> **TASK STATEMENT**
Which lines of the listing below contain the string "golden"? Copy each of them in full.

> **EXERCISE INPUTS**
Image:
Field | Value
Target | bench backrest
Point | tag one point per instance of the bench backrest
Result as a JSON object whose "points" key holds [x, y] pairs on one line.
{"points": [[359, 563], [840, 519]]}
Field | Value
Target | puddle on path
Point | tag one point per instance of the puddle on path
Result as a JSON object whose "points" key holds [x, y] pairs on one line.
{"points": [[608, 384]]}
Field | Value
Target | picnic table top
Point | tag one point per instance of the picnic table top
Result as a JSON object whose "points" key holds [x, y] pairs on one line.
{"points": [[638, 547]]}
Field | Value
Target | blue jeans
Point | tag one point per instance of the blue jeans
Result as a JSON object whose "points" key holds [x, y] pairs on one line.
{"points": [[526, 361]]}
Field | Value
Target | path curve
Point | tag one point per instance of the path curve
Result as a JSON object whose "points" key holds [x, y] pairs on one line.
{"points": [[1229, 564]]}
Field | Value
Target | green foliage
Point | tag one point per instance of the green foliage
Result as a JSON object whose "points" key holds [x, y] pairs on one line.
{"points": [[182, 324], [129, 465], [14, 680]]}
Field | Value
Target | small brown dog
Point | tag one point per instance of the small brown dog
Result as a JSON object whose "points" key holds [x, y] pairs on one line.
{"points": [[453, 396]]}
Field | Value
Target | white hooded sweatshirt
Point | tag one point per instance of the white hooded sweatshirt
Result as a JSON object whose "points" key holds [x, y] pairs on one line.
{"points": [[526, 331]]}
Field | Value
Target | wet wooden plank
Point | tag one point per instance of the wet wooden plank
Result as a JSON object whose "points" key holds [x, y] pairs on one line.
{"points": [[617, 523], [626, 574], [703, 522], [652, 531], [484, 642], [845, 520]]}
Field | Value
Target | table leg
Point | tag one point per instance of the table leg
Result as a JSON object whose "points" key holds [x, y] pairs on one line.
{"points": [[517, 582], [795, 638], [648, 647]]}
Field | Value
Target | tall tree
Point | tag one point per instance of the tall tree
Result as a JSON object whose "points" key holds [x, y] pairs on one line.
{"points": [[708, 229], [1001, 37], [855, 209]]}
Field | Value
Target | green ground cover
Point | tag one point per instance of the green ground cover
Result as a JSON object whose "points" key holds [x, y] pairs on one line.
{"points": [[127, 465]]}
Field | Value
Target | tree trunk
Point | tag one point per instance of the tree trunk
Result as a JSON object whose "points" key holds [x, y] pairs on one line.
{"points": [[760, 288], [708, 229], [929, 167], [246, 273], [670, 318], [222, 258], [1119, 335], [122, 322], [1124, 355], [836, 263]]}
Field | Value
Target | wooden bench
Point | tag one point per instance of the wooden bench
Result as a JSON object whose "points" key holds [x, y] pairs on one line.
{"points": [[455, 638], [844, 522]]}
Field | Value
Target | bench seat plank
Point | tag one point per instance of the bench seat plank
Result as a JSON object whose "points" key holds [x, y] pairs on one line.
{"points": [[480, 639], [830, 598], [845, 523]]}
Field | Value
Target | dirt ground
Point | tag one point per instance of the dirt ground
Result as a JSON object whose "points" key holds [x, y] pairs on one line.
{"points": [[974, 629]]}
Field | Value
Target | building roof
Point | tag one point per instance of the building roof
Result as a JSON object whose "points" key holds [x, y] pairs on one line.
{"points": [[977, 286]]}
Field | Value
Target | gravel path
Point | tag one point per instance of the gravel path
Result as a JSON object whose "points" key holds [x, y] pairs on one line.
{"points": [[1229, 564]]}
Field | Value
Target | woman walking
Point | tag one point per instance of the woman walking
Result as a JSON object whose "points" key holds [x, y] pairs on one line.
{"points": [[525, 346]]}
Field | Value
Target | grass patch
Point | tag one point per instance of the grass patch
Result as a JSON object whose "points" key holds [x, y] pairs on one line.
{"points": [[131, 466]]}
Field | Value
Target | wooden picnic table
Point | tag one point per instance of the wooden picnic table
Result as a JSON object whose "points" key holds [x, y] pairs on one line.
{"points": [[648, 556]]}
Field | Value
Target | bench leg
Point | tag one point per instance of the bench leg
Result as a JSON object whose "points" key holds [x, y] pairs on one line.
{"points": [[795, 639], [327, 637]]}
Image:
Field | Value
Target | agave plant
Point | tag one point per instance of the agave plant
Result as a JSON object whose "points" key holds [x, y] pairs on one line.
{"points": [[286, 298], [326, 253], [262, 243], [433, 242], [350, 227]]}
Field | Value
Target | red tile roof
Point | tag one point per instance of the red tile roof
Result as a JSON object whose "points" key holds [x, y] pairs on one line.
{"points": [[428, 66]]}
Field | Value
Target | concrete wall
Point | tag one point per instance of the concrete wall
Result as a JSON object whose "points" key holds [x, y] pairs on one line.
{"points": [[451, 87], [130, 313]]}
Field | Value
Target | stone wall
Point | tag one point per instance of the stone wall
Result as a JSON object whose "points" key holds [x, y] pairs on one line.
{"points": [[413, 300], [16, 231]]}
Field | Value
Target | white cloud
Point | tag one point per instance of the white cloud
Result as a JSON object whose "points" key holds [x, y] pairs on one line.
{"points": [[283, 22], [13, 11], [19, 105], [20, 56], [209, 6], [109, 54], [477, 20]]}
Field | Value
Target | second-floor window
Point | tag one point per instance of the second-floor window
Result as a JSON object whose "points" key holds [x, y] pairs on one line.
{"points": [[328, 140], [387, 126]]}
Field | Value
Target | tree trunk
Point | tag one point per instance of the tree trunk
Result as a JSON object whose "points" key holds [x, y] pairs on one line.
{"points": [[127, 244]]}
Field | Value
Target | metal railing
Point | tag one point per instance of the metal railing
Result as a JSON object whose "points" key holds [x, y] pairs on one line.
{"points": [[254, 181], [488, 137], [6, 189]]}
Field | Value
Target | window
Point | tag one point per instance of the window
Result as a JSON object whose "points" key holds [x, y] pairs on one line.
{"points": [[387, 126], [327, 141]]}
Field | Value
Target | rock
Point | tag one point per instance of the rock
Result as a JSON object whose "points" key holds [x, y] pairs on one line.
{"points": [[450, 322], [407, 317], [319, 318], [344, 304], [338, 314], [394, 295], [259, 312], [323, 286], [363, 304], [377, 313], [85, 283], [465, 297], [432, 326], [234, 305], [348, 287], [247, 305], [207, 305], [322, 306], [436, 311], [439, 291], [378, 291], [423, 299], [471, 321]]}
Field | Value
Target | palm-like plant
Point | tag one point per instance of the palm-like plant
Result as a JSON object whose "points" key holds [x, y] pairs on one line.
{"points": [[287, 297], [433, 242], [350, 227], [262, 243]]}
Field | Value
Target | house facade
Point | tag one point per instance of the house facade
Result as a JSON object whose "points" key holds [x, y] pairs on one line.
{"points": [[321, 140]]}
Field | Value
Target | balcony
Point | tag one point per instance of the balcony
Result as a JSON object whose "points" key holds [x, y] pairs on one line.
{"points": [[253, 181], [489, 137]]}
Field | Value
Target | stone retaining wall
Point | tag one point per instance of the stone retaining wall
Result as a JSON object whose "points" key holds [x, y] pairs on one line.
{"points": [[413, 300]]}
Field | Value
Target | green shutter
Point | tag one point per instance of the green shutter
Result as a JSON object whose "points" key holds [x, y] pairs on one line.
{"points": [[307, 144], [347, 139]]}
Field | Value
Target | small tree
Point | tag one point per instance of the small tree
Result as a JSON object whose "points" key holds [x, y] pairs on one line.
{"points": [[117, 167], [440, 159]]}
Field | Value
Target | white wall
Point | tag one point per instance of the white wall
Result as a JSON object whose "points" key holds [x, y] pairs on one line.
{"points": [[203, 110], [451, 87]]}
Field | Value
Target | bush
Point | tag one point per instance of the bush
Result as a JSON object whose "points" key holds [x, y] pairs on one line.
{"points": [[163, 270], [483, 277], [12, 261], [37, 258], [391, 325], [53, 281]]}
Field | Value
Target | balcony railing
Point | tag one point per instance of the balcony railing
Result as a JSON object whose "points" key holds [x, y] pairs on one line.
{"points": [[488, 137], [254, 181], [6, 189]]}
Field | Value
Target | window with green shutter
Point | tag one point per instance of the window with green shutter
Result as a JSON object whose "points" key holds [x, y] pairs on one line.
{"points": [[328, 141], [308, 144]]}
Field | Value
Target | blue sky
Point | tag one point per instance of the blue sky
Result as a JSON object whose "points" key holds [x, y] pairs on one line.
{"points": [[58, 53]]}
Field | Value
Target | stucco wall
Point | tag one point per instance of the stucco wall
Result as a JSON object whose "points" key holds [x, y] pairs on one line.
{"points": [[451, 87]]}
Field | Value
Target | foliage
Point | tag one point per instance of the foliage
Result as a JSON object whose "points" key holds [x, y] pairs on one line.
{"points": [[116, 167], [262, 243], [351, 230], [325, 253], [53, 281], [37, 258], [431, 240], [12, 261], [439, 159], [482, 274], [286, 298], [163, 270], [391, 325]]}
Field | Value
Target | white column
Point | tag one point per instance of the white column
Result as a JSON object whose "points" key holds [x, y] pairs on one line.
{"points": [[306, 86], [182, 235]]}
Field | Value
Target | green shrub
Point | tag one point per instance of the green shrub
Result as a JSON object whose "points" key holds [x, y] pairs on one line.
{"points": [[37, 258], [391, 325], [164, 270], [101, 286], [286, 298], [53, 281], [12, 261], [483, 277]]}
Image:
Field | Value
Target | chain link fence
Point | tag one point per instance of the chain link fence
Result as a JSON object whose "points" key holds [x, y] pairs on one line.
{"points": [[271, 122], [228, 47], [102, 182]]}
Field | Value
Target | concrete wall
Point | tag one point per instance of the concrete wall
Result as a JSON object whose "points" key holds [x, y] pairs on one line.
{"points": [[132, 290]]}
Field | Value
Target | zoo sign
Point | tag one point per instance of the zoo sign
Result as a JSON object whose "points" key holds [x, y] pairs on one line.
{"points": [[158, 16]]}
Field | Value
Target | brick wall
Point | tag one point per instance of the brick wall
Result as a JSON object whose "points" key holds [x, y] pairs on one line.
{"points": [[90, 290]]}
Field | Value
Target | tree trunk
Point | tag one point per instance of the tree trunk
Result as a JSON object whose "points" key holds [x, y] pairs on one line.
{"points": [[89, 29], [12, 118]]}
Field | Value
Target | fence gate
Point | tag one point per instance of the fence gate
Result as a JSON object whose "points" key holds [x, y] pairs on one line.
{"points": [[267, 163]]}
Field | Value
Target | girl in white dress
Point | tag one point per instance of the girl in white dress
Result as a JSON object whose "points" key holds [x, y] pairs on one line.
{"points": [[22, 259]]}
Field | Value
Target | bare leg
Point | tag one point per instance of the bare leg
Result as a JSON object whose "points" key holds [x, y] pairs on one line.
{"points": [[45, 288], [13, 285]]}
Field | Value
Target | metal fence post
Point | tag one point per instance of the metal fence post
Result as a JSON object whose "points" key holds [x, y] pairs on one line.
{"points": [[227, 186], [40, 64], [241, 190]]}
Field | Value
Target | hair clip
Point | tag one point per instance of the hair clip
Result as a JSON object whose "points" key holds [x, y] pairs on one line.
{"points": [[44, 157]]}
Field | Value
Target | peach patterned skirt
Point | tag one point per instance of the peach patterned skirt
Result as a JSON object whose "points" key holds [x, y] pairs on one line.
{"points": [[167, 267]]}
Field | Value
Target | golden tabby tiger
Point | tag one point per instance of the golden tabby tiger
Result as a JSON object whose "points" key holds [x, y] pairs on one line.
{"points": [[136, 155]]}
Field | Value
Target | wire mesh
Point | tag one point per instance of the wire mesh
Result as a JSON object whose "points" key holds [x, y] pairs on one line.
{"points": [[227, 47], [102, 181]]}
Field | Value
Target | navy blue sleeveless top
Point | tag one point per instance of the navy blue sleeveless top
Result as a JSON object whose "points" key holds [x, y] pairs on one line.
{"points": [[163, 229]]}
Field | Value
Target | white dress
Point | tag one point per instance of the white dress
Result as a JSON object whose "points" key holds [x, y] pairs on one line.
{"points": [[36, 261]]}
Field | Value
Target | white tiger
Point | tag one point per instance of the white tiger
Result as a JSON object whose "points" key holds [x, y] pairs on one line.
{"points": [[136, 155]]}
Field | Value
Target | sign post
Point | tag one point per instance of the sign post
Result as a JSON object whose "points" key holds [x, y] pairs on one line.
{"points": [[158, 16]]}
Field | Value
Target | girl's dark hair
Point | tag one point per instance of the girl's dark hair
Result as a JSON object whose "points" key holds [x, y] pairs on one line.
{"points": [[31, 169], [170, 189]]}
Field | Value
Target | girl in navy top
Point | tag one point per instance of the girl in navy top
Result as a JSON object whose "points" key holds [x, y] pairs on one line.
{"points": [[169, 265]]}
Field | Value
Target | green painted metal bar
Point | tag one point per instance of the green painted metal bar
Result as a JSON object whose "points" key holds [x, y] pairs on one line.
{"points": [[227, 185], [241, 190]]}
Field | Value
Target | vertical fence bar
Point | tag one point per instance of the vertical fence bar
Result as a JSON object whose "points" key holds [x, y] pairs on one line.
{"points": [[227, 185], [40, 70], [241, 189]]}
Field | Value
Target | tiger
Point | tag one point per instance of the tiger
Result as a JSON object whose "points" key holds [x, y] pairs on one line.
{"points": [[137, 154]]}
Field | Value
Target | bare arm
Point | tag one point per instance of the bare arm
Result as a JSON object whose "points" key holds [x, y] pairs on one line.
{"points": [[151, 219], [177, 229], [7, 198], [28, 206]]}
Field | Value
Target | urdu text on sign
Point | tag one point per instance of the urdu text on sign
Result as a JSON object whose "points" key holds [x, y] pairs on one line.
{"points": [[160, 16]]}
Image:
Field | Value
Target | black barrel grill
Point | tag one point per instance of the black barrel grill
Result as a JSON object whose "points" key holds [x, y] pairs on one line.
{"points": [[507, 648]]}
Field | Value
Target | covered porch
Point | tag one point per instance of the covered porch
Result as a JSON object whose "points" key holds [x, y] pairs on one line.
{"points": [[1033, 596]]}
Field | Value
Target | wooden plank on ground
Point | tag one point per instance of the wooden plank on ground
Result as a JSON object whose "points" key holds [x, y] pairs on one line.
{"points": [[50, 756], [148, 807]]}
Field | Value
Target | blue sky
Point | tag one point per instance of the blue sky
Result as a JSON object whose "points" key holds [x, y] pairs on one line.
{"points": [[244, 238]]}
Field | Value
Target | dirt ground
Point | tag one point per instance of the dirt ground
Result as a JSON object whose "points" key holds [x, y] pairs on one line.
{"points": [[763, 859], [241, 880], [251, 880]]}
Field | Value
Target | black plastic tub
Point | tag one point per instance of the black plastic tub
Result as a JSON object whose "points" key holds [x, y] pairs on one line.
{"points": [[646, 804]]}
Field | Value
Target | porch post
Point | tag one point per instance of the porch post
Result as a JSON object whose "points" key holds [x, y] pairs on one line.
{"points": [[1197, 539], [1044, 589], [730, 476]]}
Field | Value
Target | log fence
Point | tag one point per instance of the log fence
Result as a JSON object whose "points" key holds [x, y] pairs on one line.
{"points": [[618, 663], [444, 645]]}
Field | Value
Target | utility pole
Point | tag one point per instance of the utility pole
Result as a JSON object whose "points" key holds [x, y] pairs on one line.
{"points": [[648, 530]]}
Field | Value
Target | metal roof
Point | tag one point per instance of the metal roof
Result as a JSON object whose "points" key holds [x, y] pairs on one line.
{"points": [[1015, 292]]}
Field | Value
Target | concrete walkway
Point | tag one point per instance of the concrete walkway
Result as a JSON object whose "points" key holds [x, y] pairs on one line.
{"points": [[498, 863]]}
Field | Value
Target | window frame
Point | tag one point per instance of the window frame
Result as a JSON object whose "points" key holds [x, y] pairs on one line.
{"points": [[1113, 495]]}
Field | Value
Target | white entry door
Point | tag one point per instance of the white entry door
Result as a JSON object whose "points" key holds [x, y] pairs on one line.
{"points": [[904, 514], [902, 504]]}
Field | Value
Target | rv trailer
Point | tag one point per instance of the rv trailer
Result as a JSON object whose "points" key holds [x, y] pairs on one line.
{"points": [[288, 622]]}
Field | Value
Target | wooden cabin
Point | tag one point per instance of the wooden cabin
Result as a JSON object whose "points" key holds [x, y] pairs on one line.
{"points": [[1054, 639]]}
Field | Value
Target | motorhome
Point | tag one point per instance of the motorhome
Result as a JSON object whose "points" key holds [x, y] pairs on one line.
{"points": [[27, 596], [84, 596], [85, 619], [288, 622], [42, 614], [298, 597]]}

> **COMPLETE OUTPUT**
Target | golden tabby tiger
Point | tag one point per instance of the golden tabby tiger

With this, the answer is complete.